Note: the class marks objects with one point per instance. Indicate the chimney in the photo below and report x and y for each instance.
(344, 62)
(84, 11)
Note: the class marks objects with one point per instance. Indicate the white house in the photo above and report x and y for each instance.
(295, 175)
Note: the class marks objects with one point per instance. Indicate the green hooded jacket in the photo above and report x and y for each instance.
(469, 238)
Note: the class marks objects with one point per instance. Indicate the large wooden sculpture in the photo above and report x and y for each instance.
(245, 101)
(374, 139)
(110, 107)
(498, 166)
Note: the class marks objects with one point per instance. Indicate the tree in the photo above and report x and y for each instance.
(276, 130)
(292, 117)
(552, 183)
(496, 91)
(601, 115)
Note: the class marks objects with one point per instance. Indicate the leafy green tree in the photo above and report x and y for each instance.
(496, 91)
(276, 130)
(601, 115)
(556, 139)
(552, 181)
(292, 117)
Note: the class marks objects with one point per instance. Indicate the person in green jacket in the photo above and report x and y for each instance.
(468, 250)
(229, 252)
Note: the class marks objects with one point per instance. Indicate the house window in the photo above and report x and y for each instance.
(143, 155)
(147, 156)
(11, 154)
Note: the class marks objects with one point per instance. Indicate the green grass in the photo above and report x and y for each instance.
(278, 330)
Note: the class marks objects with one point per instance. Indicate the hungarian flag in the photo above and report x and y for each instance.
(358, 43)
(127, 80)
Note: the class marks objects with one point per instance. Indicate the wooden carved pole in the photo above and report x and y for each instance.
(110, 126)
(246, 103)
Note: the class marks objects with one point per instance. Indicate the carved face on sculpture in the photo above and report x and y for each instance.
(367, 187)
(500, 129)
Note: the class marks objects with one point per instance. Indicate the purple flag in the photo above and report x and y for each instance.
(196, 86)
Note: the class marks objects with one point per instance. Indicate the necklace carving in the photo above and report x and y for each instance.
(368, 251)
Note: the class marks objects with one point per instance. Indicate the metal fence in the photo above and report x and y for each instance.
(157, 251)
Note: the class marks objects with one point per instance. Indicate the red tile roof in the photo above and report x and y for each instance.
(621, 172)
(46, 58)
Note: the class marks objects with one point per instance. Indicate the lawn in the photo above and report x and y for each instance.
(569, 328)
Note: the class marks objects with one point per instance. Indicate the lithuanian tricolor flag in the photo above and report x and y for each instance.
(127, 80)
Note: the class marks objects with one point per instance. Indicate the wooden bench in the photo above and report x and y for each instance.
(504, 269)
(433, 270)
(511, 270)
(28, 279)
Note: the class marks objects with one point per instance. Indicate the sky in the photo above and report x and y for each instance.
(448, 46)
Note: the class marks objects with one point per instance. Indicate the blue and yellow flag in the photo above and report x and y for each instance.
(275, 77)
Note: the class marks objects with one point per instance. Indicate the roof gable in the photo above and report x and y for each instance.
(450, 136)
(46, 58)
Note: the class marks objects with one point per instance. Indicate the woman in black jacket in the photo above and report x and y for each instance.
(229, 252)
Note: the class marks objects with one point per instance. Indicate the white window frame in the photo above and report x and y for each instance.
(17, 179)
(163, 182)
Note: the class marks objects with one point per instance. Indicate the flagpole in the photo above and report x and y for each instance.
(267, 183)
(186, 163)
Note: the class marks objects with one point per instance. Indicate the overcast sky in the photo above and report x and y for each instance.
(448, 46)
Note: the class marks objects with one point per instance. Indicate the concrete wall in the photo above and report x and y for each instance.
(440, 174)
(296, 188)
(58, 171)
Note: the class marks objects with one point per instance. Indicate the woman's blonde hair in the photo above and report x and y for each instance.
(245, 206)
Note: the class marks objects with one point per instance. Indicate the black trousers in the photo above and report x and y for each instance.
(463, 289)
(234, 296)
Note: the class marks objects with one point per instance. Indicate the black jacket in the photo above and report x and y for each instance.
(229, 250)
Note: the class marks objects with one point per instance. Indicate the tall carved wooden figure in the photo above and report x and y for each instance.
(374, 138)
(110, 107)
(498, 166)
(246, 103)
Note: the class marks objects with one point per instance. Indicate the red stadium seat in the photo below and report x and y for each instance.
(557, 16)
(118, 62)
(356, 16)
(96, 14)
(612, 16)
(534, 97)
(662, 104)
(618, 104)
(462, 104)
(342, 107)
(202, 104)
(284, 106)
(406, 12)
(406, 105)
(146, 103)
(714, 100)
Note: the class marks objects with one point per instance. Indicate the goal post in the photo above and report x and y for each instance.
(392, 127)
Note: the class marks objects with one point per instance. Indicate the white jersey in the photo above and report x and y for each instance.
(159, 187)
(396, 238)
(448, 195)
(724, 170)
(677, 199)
┄┄┄┄┄┄
TASK TO COMPLETE
Repeat each record exactly. Omit nothing.

TASK RESULT
Note: the class marks objects with one point per instance. Indicate the chimney in the photo below and report x and y for each instance.
(344, 62)
(84, 11)
Note: the class marks objects with one point per instance. Indicate the white house in the photo above and report x and y for each instance.
(295, 175)
Note: the class marks objects with one point per instance. Indicate the green hooded jacket in the photo above and report x and y for each instance.
(469, 238)
Note: the class marks objects with one point per instance. Indicate the large wooden sculpture in the photo above and report x and y for each instance.
(245, 101)
(374, 139)
(110, 107)
(498, 166)
Note: the class marks objects with one point per instance. Indicate the tree in the photo above and report x and y for each instance.
(276, 130)
(292, 117)
(552, 183)
(496, 91)
(601, 115)
Note: the class marks objects with one point per instance. Indicate the leafy green tree in the photo above and report x and y for each instance.
(496, 91)
(276, 130)
(601, 115)
(556, 139)
(552, 181)
(292, 117)
Note: the class marks objects with one point per instance. Indicate the person in green jacket in the photo above and report x and y for each instance.
(468, 250)
(229, 252)
Note: the class marks objects with one point per instance. Indicate the house window in the photo above and report x and y for each instance.
(143, 155)
(147, 156)
(11, 154)
Note: the class marks objects with one point per instance. Indicate the green grass in the photo above and report x and y for each instance.
(278, 330)
Note: the class marks objects with one point per instance. Indicate the hungarian flag in the photo above and report x and y for each instance.
(358, 43)
(127, 80)
Note: the class marks objects with one point per instance. Indicate the wooden carved pole in the photo above and report x and y for each instance.
(110, 126)
(246, 103)
Note: the class marks objects with one point per instance. Indicate the carved face on sculpture in the photo above and report x and y for each instance.
(367, 187)
(500, 129)
Note: the class marks objects with one point per instance. Indicate the purple flag in the photo above and report x and y for each instance.
(196, 86)
Note: the class marks objects with one point per instance. Indicate the necklace carving in the photo above and report x and y for each instance.
(368, 251)
Note: the class marks objects with one point per instance. Indicate the metal fence in the photo above and report x and y for each instance.
(157, 251)
Note: the class marks objects with one point per instance. Indicate the red tile roof in the photo above and report x and y for each instance.
(621, 172)
(46, 58)
Note: the class marks objects with one point per instance. Indicate the lawn in the photo above and report x and y for each instance.
(569, 328)
Note: the class marks objects with one point per instance. Indicate the lithuanian tricolor flag in the photo above and report x and y for each instance.
(127, 80)
Note: the class marks objects with one point per instance. Indicate the wooden bench in the photo above and report x and y for each instance.
(504, 269)
(433, 270)
(511, 270)
(28, 279)
Note: the class marks objects with one point per instance. Indicate the sky in the photo above and report x and y for each instance.
(448, 46)
Note: the class marks objects with one point per instance. Indicate the blue and yellow flag in the photo above and report x and y for each instance.
(275, 77)
Note: the class marks objects with one point per instance. Indicate the roof gable in the photo above and report x and y for each instance.
(450, 136)
(46, 58)
Note: the class marks objects with one point per instance. Indicate the woman in black jacket in the photo above and report x and y for each instance.
(229, 252)
Note: the class marks objects with one point per instance. Indicate the white window frame in the photo above and report x and y for each instance.
(17, 179)
(163, 182)
Note: the class marks objects with one point per instance. Indicate the flagpole in the photo above and report x and y for each instance.
(267, 183)
(186, 163)
Note: the class marks objects with one point per instance. Indicate the overcast sky in the photo above and report x and y for each instance.
(448, 46)
Note: the class marks objects with one point per instance. Indicate the concrete wall in the photo above and report x and y for each instance.
(440, 174)
(296, 188)
(58, 171)
Note: the class marks objects with one point per instance. Indicate the woman's blonde hair in the photo above and report x and y for each instance.
(245, 206)
Note: the class marks objects with one point per instance. Indicate the black trousers in the photo above and report x and y for each instance.
(463, 289)
(234, 296)
Note: the class marks objects with one point per instance. Indicate the black jacket in the photo above and report x and y for each instance.
(229, 250)
Note: the class marks objects with one point per instance. Indicate the tall carved wooden figure in the photo above and report x and y for each instance.
(374, 138)
(110, 107)
(498, 166)
(246, 103)
Note: the class marks objects with one point per instance. Indicate the red stadium seat in the photo below and report x and y for each instance.
(557, 16)
(118, 62)
(356, 16)
(96, 14)
(612, 16)
(534, 97)
(662, 104)
(618, 104)
(462, 104)
(342, 107)
(202, 104)
(284, 106)
(406, 12)
(406, 105)
(146, 103)
(714, 100)
Note: the class marks objects with one point per instance. Indicate the goal post in the photo above and report x and y for each instance.
(392, 127)
Note: the class marks objects with one point per instance. Indicate the white jersey in the photo above and report x and y for each instance.
(159, 187)
(396, 238)
(448, 195)
(724, 170)
(677, 199)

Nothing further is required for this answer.